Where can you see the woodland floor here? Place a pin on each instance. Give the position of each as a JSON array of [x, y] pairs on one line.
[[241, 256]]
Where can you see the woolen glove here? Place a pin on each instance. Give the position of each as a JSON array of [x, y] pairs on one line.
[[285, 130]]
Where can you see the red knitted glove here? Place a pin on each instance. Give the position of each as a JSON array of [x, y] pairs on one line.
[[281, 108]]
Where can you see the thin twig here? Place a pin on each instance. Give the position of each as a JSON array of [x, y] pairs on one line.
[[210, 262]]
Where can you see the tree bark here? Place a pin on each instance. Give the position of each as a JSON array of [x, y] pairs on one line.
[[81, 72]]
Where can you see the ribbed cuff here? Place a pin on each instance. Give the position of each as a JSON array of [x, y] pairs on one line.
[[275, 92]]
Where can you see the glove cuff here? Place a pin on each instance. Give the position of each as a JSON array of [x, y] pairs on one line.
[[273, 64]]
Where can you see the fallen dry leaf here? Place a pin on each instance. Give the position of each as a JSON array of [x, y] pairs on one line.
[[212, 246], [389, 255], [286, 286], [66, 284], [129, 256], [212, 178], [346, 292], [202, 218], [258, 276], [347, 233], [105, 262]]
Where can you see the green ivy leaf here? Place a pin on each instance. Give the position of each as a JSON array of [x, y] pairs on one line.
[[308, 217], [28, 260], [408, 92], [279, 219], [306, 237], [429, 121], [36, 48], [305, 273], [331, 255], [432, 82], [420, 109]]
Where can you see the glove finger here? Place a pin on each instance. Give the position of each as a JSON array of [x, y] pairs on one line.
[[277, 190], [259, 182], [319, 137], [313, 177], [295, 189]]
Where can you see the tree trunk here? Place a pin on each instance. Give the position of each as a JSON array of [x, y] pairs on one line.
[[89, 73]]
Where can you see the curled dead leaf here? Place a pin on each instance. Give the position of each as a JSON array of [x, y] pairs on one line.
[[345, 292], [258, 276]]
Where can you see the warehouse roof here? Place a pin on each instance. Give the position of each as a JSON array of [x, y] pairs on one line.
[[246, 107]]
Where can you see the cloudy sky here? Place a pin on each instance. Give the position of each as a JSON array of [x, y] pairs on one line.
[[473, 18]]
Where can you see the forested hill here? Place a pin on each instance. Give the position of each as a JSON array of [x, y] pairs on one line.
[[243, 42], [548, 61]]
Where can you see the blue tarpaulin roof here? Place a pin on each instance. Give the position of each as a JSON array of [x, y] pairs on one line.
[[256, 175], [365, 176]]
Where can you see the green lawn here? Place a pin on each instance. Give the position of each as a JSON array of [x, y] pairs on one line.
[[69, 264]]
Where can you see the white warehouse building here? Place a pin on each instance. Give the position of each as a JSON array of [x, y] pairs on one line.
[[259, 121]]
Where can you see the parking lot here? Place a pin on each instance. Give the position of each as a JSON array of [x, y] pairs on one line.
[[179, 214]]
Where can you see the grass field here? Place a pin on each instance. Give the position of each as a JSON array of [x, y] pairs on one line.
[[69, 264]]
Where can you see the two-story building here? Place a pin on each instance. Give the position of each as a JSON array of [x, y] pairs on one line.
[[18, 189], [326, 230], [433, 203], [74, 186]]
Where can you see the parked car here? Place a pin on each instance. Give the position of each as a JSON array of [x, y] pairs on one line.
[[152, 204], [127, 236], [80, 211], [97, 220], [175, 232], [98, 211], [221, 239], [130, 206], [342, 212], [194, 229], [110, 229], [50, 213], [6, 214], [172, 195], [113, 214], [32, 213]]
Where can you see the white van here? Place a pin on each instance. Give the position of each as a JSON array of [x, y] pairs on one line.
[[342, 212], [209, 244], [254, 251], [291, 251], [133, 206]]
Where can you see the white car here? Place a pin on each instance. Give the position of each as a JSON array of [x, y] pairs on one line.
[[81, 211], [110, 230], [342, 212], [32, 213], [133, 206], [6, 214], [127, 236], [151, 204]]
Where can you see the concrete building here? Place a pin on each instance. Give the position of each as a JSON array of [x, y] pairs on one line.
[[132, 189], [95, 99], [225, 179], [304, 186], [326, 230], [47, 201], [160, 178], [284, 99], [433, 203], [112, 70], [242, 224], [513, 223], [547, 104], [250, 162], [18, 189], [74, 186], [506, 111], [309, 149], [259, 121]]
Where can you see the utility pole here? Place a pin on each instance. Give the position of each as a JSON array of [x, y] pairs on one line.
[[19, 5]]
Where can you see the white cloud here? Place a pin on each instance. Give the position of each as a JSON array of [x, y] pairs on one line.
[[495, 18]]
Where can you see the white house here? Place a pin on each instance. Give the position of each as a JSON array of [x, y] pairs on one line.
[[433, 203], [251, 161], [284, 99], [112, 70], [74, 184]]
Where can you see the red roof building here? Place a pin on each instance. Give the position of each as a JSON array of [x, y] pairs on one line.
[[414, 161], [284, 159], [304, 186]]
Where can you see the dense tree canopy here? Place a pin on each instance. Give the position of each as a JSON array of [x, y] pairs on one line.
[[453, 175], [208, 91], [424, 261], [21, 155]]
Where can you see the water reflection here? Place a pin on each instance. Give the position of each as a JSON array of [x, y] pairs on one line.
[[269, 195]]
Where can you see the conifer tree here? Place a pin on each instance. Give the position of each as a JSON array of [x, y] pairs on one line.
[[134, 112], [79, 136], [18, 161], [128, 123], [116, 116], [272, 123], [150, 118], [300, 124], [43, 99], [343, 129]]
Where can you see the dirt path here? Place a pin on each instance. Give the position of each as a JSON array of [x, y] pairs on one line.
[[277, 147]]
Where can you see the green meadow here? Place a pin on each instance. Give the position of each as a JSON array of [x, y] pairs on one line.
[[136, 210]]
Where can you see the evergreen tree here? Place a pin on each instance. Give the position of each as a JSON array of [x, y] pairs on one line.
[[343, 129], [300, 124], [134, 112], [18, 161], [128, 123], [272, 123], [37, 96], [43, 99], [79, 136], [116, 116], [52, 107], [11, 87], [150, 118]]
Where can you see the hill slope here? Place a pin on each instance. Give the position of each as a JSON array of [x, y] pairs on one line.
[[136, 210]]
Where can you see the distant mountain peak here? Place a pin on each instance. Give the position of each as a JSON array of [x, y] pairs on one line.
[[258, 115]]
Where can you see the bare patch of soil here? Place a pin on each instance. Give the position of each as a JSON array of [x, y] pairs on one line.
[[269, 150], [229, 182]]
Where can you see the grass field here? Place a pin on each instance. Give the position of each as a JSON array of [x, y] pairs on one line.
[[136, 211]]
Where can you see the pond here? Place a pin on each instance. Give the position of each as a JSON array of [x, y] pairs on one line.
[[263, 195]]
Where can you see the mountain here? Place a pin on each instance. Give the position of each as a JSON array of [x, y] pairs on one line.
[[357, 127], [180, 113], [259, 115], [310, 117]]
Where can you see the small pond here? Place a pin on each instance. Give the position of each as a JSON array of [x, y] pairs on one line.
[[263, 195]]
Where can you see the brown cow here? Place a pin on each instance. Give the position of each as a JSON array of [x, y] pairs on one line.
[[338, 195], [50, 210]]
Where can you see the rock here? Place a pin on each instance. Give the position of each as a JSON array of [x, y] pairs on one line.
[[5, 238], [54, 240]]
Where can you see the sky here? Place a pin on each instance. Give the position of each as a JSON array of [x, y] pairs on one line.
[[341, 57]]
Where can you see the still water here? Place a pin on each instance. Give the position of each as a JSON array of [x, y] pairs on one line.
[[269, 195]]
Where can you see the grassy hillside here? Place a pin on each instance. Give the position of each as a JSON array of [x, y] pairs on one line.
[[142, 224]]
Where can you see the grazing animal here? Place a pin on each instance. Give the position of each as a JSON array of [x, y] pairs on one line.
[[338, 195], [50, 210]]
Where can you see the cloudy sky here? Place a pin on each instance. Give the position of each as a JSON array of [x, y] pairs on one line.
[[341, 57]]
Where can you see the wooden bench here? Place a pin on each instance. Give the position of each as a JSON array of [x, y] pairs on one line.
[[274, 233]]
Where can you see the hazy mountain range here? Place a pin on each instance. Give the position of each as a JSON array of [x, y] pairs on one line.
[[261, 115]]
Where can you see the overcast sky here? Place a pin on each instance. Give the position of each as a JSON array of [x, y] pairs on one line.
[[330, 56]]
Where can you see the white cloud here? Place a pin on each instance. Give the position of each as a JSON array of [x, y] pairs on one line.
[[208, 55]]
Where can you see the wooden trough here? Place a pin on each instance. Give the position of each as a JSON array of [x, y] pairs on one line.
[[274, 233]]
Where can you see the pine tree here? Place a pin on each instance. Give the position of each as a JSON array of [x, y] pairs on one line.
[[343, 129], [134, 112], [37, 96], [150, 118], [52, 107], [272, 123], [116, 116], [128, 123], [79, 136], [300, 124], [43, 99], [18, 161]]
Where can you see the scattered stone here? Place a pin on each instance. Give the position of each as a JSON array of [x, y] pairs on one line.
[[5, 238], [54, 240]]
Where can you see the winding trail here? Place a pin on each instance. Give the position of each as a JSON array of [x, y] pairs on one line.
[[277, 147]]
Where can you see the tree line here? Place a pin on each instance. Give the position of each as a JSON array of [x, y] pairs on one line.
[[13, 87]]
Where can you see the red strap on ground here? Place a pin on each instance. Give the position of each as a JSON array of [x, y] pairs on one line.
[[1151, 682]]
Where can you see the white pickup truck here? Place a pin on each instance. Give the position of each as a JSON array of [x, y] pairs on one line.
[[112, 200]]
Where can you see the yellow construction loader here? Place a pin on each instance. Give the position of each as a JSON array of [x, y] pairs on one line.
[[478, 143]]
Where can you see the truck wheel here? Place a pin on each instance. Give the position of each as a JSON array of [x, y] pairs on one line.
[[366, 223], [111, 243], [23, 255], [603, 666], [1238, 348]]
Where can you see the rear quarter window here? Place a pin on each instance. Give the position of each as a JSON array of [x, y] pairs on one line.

=== Exercise details ===
Write down exactly the line with "Where can you see the winding", then each line after it through the end of the data.

=== Solution for this problem ===
Where can you see the winding trail here? Place a pin on each instance. Give the position of each as a JSON array of [x, y] pairs on one line.
[[277, 147]]
Where can you see the tree line here? Place a pin on each instance. Give the position of each as a JSON array of [x, y] pairs on one line.
[[13, 87]]
Where can you see the red strap on ground here? Place a pin on each instance. Give the position of each as a JSON array of [x, y] pairs on one line.
[[1151, 682]]
Where can you see the white pickup truck here? Place a pin on each instance. Give the position of each as a JSON array of [x, y] pairs on one line.
[[112, 200]]
Where can you see the yellow construction loader here? Place a pin on each instance. Give the position of each as a JSON array of [x, y] pairs on one line.
[[478, 143]]
Where can you see the truck wheel here? Place a pin on each instance. Give the position of each as a JSON array of [x, y] pairs on one line.
[[366, 223], [111, 243], [23, 255], [603, 666], [1238, 348]]
Where can you see the rear quarter window here? Place a pin on each instance. Give the position of each as a JSON array of [x, y] pairs on one line.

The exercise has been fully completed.